Ben Folds Five - Selfless cold and composed
https://www.youtube.com/watch?v=Q8Ax3Yrdwpg
an important song in my teenage angst days, and I still find it haunting

Justice - Waters of Nazareth
https://www.youtube.com/watch?v=1SEgoi7kjw8
don't let the name fool you, this is not a religious track... unless you happen to find French electro-house spiritual. This is loaded with fat base, crunchy distortion and the most epic drop. I cant get enough of it.

Daft Punk - beyond
https://www.youtube.com/watch?v=3T0NqvdUiWI
Daft Punk is where house music started for me. this track of their recent album is a sublime, effortless groove.

Chvrches - Clearest Blue
https://www.youtube.com/watch?v=QpFXXPruuqU
I like electro-dance music. Chrvches might not be the best out there but for me I think they must represent some sort of ideal. I can't quantify it but I listen to them relentlessly. If this comes on my ipod I can't concentrate on anything else.

Data lines:
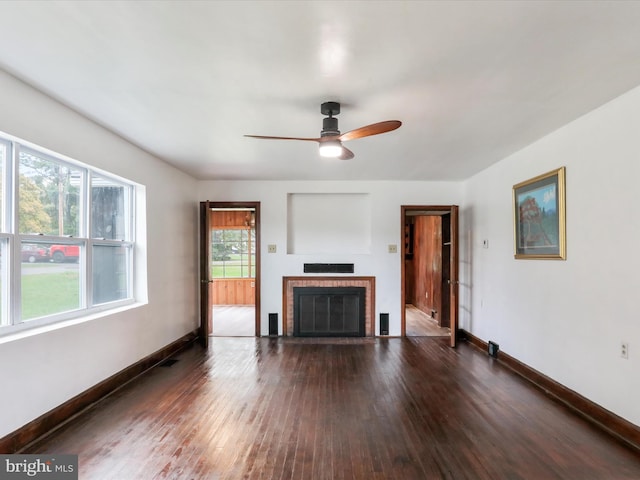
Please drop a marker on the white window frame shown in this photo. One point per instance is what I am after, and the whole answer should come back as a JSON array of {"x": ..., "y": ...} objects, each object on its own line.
[{"x": 9, "y": 232}]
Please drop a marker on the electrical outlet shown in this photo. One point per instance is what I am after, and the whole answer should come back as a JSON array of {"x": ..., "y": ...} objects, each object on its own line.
[{"x": 624, "y": 350}]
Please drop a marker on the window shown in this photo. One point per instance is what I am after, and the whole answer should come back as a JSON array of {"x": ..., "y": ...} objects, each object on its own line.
[
  {"x": 233, "y": 253},
  {"x": 66, "y": 239}
]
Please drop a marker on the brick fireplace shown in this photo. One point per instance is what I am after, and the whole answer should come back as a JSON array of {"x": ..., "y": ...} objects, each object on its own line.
[{"x": 288, "y": 284}]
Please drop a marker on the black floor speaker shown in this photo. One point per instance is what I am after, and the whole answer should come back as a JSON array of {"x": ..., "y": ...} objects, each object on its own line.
[
  {"x": 384, "y": 324},
  {"x": 273, "y": 324}
]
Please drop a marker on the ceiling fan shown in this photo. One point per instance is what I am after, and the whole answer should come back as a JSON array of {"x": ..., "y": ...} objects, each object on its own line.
[{"x": 331, "y": 139}]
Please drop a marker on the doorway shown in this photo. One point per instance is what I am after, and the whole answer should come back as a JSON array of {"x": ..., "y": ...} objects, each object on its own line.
[
  {"x": 230, "y": 269},
  {"x": 430, "y": 271}
]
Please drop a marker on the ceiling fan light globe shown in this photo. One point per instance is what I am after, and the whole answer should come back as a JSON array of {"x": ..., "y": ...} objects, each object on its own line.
[{"x": 330, "y": 149}]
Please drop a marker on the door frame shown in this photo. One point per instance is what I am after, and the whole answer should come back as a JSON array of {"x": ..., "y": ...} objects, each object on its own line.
[
  {"x": 453, "y": 264},
  {"x": 205, "y": 261}
]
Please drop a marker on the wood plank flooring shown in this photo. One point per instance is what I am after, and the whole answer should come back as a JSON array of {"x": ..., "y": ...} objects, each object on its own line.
[
  {"x": 419, "y": 324},
  {"x": 234, "y": 321},
  {"x": 283, "y": 408}
]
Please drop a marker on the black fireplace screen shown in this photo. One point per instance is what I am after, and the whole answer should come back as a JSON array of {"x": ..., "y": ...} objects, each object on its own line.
[{"x": 329, "y": 311}]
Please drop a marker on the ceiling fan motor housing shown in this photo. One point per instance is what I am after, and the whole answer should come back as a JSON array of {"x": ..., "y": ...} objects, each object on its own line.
[{"x": 330, "y": 124}]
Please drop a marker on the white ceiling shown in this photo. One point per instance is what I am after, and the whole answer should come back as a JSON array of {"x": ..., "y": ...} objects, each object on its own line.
[{"x": 472, "y": 82}]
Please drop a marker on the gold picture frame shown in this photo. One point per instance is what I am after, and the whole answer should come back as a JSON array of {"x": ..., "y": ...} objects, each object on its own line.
[{"x": 539, "y": 217}]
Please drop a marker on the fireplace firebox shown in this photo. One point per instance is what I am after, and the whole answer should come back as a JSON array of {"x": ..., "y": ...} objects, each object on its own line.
[{"x": 329, "y": 311}]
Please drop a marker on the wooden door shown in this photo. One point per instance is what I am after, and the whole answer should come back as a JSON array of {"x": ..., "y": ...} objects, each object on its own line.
[
  {"x": 449, "y": 262},
  {"x": 453, "y": 276},
  {"x": 205, "y": 273}
]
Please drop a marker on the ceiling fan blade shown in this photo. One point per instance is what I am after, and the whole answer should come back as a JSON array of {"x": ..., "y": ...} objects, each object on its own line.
[
  {"x": 264, "y": 137},
  {"x": 346, "y": 154},
  {"x": 373, "y": 129}
]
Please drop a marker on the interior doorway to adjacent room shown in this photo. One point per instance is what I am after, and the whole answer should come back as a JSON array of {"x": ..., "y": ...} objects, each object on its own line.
[
  {"x": 230, "y": 269},
  {"x": 430, "y": 271}
]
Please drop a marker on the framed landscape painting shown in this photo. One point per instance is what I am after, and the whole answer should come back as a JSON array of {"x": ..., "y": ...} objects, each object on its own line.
[{"x": 539, "y": 217}]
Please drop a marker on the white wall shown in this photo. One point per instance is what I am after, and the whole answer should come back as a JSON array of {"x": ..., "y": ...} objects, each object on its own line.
[
  {"x": 566, "y": 319},
  {"x": 39, "y": 372},
  {"x": 385, "y": 199}
]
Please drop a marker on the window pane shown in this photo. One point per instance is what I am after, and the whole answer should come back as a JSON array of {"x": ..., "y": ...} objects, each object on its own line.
[
  {"x": 47, "y": 288},
  {"x": 110, "y": 273},
  {"x": 4, "y": 281},
  {"x": 49, "y": 196},
  {"x": 233, "y": 253},
  {"x": 4, "y": 156},
  {"x": 108, "y": 213}
]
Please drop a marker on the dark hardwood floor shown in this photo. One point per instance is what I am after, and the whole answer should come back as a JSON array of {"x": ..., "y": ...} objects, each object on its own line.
[{"x": 282, "y": 408}]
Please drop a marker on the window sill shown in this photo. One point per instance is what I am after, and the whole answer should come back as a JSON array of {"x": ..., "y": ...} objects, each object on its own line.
[{"x": 25, "y": 330}]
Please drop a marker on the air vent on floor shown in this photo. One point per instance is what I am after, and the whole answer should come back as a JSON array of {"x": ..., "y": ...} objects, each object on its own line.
[{"x": 168, "y": 363}]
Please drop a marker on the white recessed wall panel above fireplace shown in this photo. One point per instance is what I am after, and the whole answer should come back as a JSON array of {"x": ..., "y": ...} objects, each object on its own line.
[{"x": 321, "y": 223}]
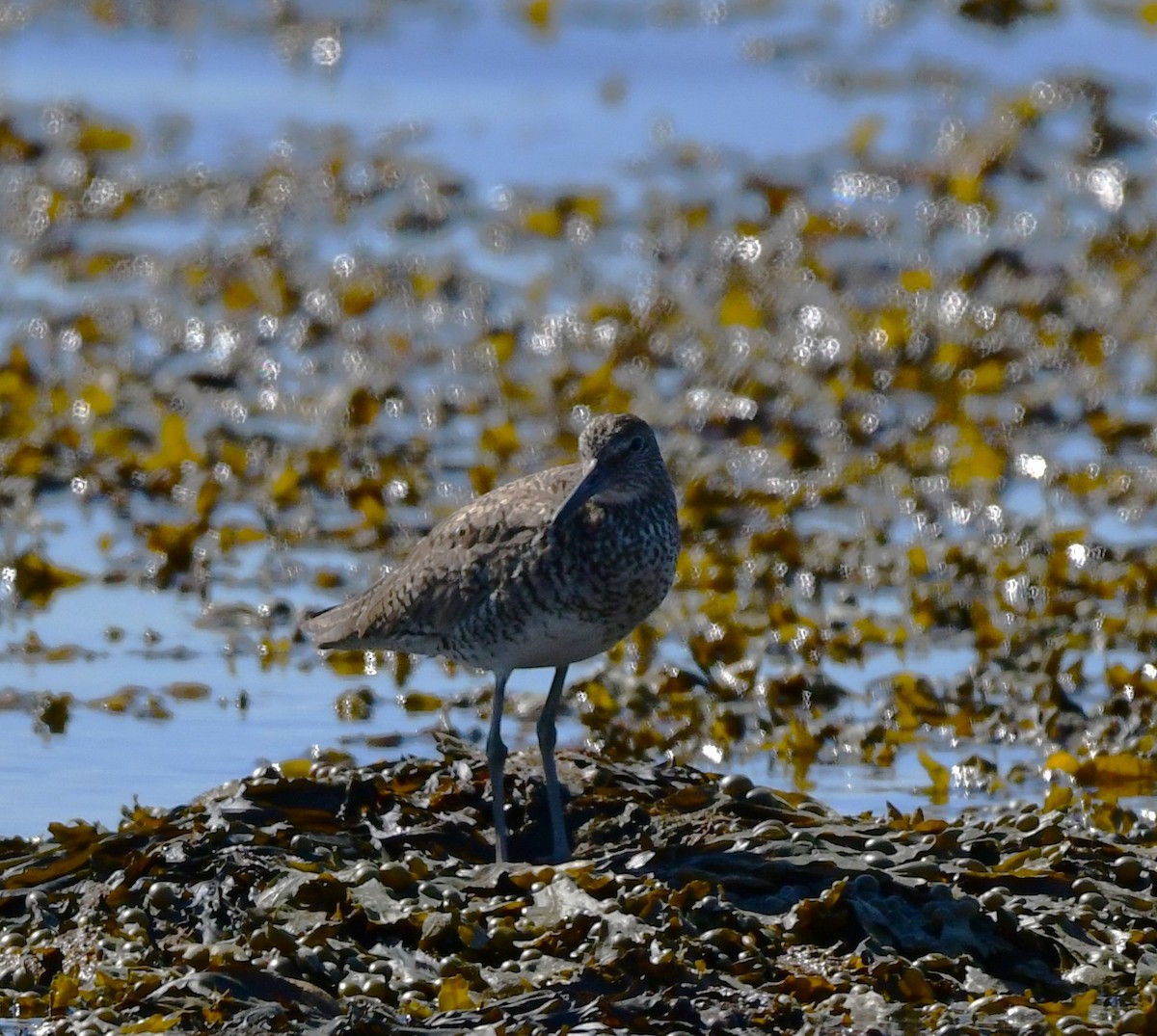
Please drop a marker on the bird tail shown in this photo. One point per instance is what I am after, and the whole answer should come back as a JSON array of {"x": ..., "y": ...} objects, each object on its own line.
[{"x": 334, "y": 625}]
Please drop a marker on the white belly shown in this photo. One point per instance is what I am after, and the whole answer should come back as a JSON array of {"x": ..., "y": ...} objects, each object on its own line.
[{"x": 554, "y": 642}]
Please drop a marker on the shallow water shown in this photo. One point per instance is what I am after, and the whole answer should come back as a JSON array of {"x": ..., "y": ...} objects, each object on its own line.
[{"x": 480, "y": 115}]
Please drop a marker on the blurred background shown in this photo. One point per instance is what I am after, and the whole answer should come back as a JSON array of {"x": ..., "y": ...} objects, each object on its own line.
[{"x": 283, "y": 284}]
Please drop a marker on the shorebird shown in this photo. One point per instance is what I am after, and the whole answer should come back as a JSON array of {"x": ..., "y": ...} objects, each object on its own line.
[{"x": 544, "y": 571}]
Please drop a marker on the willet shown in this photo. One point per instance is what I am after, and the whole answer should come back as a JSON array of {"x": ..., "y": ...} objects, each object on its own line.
[{"x": 544, "y": 571}]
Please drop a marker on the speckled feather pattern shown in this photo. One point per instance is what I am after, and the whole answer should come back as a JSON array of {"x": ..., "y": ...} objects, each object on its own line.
[{"x": 500, "y": 585}]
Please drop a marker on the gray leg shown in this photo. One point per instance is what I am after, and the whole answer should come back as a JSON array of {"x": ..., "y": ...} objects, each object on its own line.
[
  {"x": 496, "y": 757},
  {"x": 547, "y": 735}
]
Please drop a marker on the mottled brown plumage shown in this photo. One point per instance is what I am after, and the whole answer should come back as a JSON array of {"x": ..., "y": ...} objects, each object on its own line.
[{"x": 547, "y": 571}]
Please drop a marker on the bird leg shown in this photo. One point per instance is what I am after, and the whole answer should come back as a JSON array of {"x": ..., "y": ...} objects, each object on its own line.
[
  {"x": 547, "y": 736},
  {"x": 496, "y": 758}
]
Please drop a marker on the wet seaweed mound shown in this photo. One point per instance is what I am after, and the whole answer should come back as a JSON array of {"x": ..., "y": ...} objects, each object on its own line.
[{"x": 365, "y": 900}]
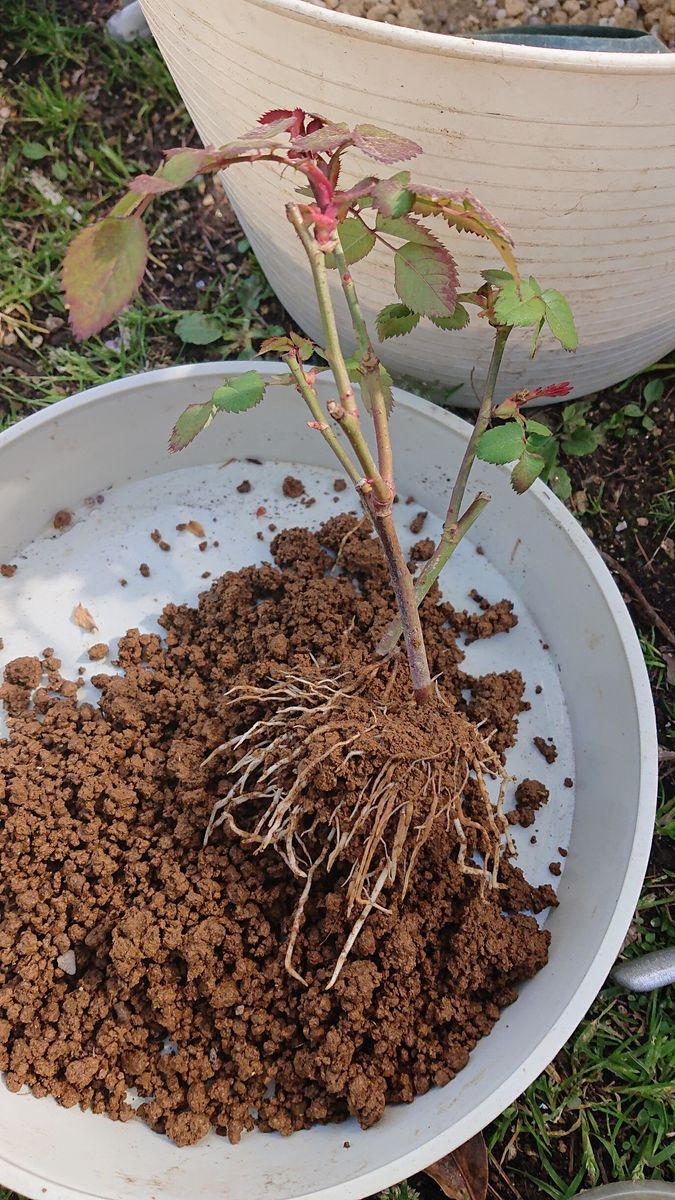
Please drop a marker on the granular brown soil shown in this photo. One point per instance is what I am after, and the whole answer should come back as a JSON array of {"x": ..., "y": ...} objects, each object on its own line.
[
  {"x": 135, "y": 958},
  {"x": 471, "y": 16},
  {"x": 530, "y": 797},
  {"x": 547, "y": 749}
]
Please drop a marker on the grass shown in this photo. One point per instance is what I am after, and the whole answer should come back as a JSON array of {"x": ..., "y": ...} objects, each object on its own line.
[{"x": 604, "y": 1108}]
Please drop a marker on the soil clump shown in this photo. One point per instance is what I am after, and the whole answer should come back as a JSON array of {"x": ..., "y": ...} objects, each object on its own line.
[{"x": 137, "y": 961}]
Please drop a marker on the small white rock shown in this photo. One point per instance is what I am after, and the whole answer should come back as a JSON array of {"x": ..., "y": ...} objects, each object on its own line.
[{"x": 66, "y": 963}]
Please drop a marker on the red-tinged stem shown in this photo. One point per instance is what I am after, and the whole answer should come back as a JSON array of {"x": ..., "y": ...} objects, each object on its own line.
[
  {"x": 371, "y": 377},
  {"x": 407, "y": 605}
]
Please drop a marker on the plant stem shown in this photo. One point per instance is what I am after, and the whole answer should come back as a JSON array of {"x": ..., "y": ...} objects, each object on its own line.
[
  {"x": 454, "y": 527},
  {"x": 447, "y": 545},
  {"x": 370, "y": 367},
  {"x": 482, "y": 421},
  {"x": 320, "y": 276},
  {"x": 309, "y": 395},
  {"x": 407, "y": 605}
]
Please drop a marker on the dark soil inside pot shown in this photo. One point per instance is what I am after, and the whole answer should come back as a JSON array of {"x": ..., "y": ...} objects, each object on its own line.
[
  {"x": 471, "y": 16},
  {"x": 135, "y": 958}
]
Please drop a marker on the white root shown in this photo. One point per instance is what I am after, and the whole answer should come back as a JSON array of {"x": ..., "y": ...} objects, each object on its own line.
[{"x": 276, "y": 763}]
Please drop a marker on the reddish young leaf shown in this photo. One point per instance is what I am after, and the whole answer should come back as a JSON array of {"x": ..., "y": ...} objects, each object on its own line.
[
  {"x": 466, "y": 214},
  {"x": 382, "y": 145},
  {"x": 102, "y": 271}
]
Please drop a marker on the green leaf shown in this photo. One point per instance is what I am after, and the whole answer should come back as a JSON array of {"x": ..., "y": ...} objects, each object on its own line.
[
  {"x": 579, "y": 443},
  {"x": 357, "y": 241},
  {"x": 405, "y": 228},
  {"x": 458, "y": 318},
  {"x": 382, "y": 145},
  {"x": 502, "y": 444},
  {"x": 394, "y": 321},
  {"x": 35, "y": 150},
  {"x": 425, "y": 279},
  {"x": 102, "y": 271},
  {"x": 560, "y": 483},
  {"x": 197, "y": 329},
  {"x": 190, "y": 424},
  {"x": 560, "y": 319},
  {"x": 526, "y": 471},
  {"x": 240, "y": 393},
  {"x": 497, "y": 276},
  {"x": 536, "y": 333},
  {"x": 538, "y": 427},
  {"x": 652, "y": 391},
  {"x": 392, "y": 197},
  {"x": 329, "y": 137}
]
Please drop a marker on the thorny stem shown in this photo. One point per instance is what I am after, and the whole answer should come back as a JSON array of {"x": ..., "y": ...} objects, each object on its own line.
[
  {"x": 309, "y": 395},
  {"x": 454, "y": 528},
  {"x": 370, "y": 366}
]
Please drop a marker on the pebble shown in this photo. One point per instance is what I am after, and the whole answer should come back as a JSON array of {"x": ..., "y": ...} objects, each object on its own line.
[{"x": 444, "y": 17}]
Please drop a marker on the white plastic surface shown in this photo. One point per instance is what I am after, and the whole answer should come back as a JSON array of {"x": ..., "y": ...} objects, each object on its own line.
[
  {"x": 111, "y": 442},
  {"x": 573, "y": 150}
]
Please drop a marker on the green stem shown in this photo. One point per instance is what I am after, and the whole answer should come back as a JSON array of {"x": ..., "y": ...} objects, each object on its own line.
[
  {"x": 371, "y": 377},
  {"x": 482, "y": 421},
  {"x": 309, "y": 395},
  {"x": 407, "y": 605},
  {"x": 455, "y": 527},
  {"x": 447, "y": 545}
]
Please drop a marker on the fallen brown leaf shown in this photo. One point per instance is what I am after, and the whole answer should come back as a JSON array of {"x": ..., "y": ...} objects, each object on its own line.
[
  {"x": 191, "y": 527},
  {"x": 463, "y": 1175},
  {"x": 83, "y": 618}
]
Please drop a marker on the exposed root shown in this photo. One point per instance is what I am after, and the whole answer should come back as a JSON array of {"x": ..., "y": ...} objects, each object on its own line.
[{"x": 334, "y": 772}]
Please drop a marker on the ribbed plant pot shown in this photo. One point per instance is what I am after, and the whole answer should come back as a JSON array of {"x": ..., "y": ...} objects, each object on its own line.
[
  {"x": 574, "y": 150},
  {"x": 574, "y": 643}
]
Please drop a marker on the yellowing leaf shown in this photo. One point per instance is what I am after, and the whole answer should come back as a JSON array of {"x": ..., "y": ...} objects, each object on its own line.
[
  {"x": 102, "y": 271},
  {"x": 83, "y": 618}
]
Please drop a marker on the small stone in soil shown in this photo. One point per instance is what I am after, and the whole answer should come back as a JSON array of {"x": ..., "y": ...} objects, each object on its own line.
[
  {"x": 547, "y": 749},
  {"x": 97, "y": 652},
  {"x": 292, "y": 487}
]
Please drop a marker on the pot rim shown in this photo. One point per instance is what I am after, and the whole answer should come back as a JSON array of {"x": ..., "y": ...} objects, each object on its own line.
[
  {"x": 453, "y": 47},
  {"x": 28, "y": 1182}
]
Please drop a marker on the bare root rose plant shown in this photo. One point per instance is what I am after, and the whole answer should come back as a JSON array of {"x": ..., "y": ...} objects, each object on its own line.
[{"x": 310, "y": 723}]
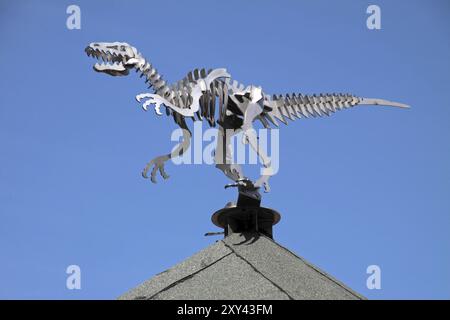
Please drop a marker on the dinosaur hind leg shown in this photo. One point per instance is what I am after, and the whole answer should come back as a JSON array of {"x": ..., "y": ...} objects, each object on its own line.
[{"x": 224, "y": 156}]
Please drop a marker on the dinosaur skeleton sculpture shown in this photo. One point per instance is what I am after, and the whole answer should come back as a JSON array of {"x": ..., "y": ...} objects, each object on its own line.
[{"x": 211, "y": 95}]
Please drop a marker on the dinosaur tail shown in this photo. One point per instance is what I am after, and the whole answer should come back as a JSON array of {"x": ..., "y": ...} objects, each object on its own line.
[{"x": 299, "y": 106}]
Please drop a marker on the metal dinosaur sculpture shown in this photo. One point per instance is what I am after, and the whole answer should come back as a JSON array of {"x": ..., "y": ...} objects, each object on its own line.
[{"x": 211, "y": 95}]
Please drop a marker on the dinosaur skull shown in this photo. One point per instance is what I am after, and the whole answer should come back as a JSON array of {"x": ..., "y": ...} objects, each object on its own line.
[{"x": 118, "y": 57}]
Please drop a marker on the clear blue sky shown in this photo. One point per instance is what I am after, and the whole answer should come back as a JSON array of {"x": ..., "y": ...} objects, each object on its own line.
[{"x": 365, "y": 186}]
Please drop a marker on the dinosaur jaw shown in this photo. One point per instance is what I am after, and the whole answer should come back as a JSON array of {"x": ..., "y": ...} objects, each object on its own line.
[{"x": 118, "y": 58}]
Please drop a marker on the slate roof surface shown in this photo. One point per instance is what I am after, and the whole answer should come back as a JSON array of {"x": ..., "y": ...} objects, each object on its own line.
[{"x": 243, "y": 267}]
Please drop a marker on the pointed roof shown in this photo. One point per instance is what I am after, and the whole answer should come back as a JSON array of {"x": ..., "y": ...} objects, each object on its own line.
[{"x": 244, "y": 267}]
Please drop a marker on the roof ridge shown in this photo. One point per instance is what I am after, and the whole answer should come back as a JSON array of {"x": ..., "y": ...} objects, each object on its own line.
[
  {"x": 257, "y": 271},
  {"x": 173, "y": 284},
  {"x": 309, "y": 264}
]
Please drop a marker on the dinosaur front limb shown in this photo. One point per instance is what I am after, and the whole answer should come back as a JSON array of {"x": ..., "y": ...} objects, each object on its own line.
[
  {"x": 224, "y": 156},
  {"x": 158, "y": 162}
]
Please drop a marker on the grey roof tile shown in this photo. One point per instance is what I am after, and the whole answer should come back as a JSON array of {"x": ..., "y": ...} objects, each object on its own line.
[{"x": 246, "y": 266}]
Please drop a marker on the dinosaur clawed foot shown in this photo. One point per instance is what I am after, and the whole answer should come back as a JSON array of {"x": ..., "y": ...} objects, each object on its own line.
[{"x": 158, "y": 165}]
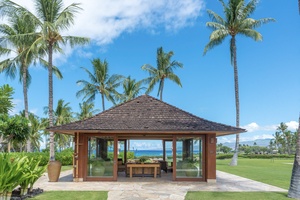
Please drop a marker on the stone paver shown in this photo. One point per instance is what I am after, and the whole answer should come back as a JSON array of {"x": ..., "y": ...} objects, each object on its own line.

Exercises:
a – According to the song list, with which artist did house music start for the writer?
b – Locate every line of the listing that contains the string "stem", matching case exactly, and copy each of those lines.
The song list and the listing come from separate sources.

Solution set:
a – Daft Punk.

b –
Please drop a marker on the red-tinged stem shown in this photo. One point per instance is what I am after, and the whole answer should come back as a JSON array of {"x": ..., "y": ...} objects, each object on its own line.
Please drop a marker on the plant stem shown in this photo. One point per instance is what I am after, and the whole answer should come back as a JSON array of {"x": ..., "y": ...} objects, each object on its own line.
Please drop a marker on the thorny stem shown in this photo. One point per instance is what I am after, and the whole answer should come back as a JSON array of {"x": ..., "y": ...} objects, each object on its own line.
Please drop a marker on the green stem shown in this photo. One point per instance is what I am after, and the whole answer should come back as a JSON array of {"x": ..., "y": ...} objects, each object on its own line.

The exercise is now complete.